## Compiti da svolgere
**A.** Elenca tutte le parole che finiscono in -ellum nella lettera al 2019.
**B.** Cita dalla lettera al 2019 il passo che va da "Carissimo 2019, o" a "sono il male.", estremi compresi.

## Blocco di testo
===============

Carissimo 2019, o generoso anno nuovo, tu che ti appresti a portarci altri 365 giorni di angherie e illusioni, mostrati benevolo verso di noi comuni mortali radical chic, quanto meno un po’ più dei tuoi predecessori. Caro happy new year, saresti così gentile da eliminare alcune parole ed espressioni dalla bocca e dal cervello degli italiani (che popolo di poeti non lo sono più da un pezzo)? Sarà perché l’anno scorso, di questi tempi, non ho debitamente messo il guardia il tuo predecessore, ma sappi che il 2018 ci ha fatto sanguinare le orecchie in più di un’occasione. Quindi sii buono, magnanimo 2019, rimetti a noi i nostri debiti ma liberaci da certe parole che sono il male.

Tanto per cominciare ti chiederei di far sparire il buonsenso dalle fauci dei nostri governanti visto che, non per fare il superficiale, ma uno che gira orgoglioso con una medaglietta di Padre Pio nel taschino della giacca, uno che si affaccia da un balcone e grida come una vrenzola di aver abolito la povertà e un altro che si fa i selfie mentre addenta una fetta biscottata colma di Nutella, di buonsenso (e buongusto) non è che ne abbiano proprio da vendere.

Che ne dici di spazzar via, luminoso 2019, buonista e il suo compagno analfabeta finto-buonista, radical-chic, populista e sovranista, cosidetto-giallo-verde e l’ala-più-a-sinistra? Ma anche il cerchio-magico e le accozzaglie, i franchi-tiratori e i candidati-premier-in-pectore, le polizze-a-sua-insaputa e il fidati-di-me (non sono un latin lover); e già che siamo in ambito, vedi un po’ se puoi fare qualcosa con porcellum, mattarellum, consultellum, rosatellum, fianellum, che veramente con tutti sti -ellum sembra di stare in un elegia di Properzio. Aiutiamoli a casa loro! E non è che ti andrebbe di darci una mano a dimenticare anche tutte quelle manine impertinenti che cambiano disegni di legge nottetempo? E se ti senti generoso anche impeachment (nonché impingement!), por favor.

===============

(Voci da un dataset di puntamento)
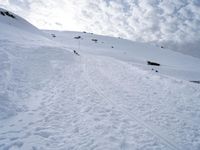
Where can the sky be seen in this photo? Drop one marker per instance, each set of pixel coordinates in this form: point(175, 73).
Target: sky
point(175, 24)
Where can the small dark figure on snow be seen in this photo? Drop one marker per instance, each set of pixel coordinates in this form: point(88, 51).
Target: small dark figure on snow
point(75, 52)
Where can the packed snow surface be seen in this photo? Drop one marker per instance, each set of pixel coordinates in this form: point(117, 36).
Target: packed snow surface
point(106, 97)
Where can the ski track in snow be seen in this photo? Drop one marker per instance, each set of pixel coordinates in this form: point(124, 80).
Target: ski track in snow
point(101, 103)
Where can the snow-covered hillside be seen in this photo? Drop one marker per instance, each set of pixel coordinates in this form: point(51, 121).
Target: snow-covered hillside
point(105, 98)
point(172, 63)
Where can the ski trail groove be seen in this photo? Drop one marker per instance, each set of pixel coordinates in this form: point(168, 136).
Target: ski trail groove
point(164, 140)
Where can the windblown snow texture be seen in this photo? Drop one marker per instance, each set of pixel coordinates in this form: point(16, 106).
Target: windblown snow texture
point(105, 98)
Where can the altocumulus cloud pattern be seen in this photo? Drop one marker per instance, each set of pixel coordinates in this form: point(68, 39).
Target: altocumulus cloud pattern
point(172, 23)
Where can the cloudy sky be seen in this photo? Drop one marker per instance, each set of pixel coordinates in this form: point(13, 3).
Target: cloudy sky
point(172, 23)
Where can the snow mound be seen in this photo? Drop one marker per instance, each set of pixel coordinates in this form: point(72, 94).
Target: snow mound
point(27, 60)
point(14, 20)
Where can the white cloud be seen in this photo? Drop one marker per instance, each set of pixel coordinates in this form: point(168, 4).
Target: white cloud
point(175, 23)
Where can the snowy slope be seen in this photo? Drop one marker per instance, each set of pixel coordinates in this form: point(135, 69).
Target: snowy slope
point(172, 63)
point(26, 59)
point(106, 98)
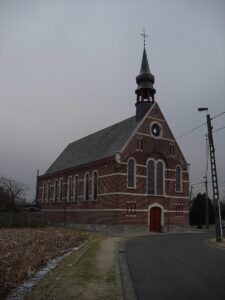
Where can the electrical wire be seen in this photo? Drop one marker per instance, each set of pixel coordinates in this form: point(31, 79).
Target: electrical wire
point(190, 131)
point(177, 138)
point(219, 129)
point(218, 115)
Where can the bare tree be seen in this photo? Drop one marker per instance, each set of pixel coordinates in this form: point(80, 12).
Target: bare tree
point(16, 190)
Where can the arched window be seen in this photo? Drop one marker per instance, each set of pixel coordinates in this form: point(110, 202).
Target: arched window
point(76, 182)
point(86, 187)
point(178, 179)
point(48, 191)
point(151, 177)
point(160, 178)
point(95, 185)
point(69, 189)
point(56, 190)
point(60, 189)
point(44, 192)
point(131, 173)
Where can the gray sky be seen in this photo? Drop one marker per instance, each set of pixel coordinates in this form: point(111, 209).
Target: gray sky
point(68, 68)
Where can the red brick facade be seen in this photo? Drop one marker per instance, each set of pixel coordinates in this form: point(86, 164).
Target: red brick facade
point(116, 203)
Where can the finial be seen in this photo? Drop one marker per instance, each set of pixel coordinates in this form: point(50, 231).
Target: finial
point(144, 35)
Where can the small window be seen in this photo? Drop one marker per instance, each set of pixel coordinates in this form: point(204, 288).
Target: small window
point(171, 150)
point(48, 191)
point(95, 185)
point(131, 173)
point(151, 177)
point(160, 178)
point(60, 190)
point(69, 189)
point(139, 144)
point(131, 208)
point(44, 192)
point(178, 179)
point(56, 190)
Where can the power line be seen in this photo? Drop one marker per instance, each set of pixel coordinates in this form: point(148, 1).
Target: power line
point(190, 131)
point(218, 115)
point(219, 129)
point(201, 126)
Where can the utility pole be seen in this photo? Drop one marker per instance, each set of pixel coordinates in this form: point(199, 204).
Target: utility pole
point(36, 194)
point(219, 232)
point(206, 204)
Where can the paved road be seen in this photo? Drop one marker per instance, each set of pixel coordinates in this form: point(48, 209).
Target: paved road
point(176, 267)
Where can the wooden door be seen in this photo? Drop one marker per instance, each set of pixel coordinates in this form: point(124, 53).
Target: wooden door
point(155, 219)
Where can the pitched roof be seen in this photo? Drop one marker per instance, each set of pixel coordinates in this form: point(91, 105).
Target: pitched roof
point(99, 145)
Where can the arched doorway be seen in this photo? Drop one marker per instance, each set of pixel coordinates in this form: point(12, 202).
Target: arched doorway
point(155, 219)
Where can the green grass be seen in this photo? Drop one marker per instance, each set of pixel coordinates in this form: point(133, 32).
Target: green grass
point(77, 277)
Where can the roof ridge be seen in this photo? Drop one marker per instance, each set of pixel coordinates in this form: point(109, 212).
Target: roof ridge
point(95, 132)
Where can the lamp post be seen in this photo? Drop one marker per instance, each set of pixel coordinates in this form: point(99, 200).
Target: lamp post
point(200, 109)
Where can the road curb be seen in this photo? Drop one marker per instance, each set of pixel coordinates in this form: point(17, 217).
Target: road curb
point(126, 289)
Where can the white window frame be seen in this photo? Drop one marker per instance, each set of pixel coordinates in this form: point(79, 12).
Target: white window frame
point(85, 183)
point(135, 171)
point(93, 185)
point(75, 188)
point(181, 179)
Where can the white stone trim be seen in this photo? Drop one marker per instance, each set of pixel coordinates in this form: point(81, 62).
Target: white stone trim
point(111, 174)
point(146, 210)
point(144, 194)
point(157, 119)
point(135, 171)
point(181, 179)
point(93, 188)
point(152, 136)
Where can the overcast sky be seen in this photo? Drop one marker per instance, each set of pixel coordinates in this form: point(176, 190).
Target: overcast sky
point(68, 68)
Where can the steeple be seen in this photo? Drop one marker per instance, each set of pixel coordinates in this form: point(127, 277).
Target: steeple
point(145, 91)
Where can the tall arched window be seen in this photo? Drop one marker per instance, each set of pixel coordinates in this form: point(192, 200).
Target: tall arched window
point(44, 192)
point(56, 190)
point(131, 173)
point(60, 189)
point(95, 185)
point(151, 177)
point(160, 178)
point(69, 189)
point(76, 182)
point(178, 179)
point(86, 187)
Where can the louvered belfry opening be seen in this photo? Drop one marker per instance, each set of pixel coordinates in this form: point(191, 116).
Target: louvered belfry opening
point(145, 91)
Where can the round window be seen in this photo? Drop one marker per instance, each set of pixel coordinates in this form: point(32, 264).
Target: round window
point(156, 130)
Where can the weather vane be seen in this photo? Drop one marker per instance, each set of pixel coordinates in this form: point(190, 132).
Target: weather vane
point(144, 35)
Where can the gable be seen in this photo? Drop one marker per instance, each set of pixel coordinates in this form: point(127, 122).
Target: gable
point(96, 146)
point(155, 145)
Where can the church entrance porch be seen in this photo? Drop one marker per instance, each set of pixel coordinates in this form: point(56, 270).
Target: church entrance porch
point(155, 216)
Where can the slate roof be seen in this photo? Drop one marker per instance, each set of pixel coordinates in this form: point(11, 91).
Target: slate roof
point(96, 146)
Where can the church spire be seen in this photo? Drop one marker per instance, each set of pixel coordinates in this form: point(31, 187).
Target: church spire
point(145, 91)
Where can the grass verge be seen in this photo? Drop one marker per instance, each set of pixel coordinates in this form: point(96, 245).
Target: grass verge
point(78, 277)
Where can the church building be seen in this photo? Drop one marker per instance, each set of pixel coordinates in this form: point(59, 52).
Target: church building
point(131, 175)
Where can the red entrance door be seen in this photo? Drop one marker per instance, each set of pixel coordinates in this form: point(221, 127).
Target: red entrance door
point(155, 219)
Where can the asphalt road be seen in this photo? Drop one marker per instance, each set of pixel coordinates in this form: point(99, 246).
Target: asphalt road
point(176, 267)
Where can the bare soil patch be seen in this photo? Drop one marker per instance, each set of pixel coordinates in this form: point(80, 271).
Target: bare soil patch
point(87, 274)
point(24, 251)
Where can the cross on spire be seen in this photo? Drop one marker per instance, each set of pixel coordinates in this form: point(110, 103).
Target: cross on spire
point(144, 35)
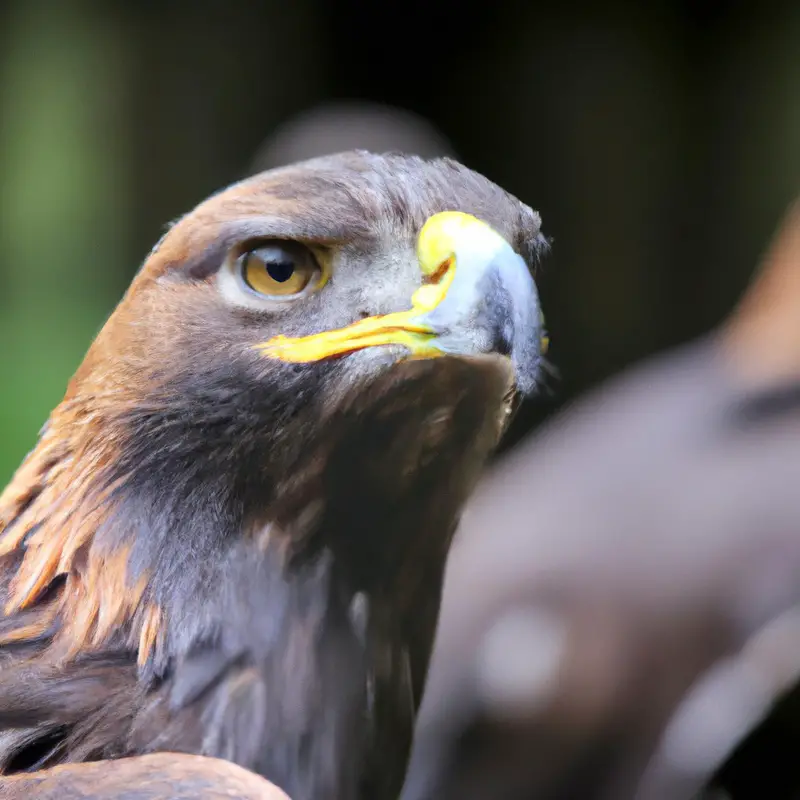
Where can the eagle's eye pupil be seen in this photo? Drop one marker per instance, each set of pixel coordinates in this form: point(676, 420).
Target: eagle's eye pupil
point(280, 271)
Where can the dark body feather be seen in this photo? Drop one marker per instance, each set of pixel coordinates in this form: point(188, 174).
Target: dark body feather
point(215, 554)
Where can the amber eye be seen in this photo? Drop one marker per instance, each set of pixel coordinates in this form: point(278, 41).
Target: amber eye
point(279, 269)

===============

## Risultati dell'esercizio
**A.** porcellum, mattarellum, consultellum, rosatellum, fianellum

**B.**
Carissimo 2019, o generoso anno nuovo, tu che ti appresti a portarci altri 365 giorni di angherie e illusioni, mostrati benevolo verso di noi comuni mortali radical chic, quanto meno un po’ più dei tuoi predecessori. Caro happy new year, saresti così gentile da eliminare alcune parole ed espressioni dalla bocca e dal cervello degli italiani (che popolo di poeti non lo sono più da un pezzo)? Sarà perché l’anno scorso, di questi tempi, non ho debitamente messo il guardia il tuo predecessore, ma sappi che il 2018 ci ha fatto sanguinare le orecchie in più di un’occasione. Quindi sii buono, magnanimo 2019, rimetti a noi i nostri debiti ma liberaci da certe parole che sono il male.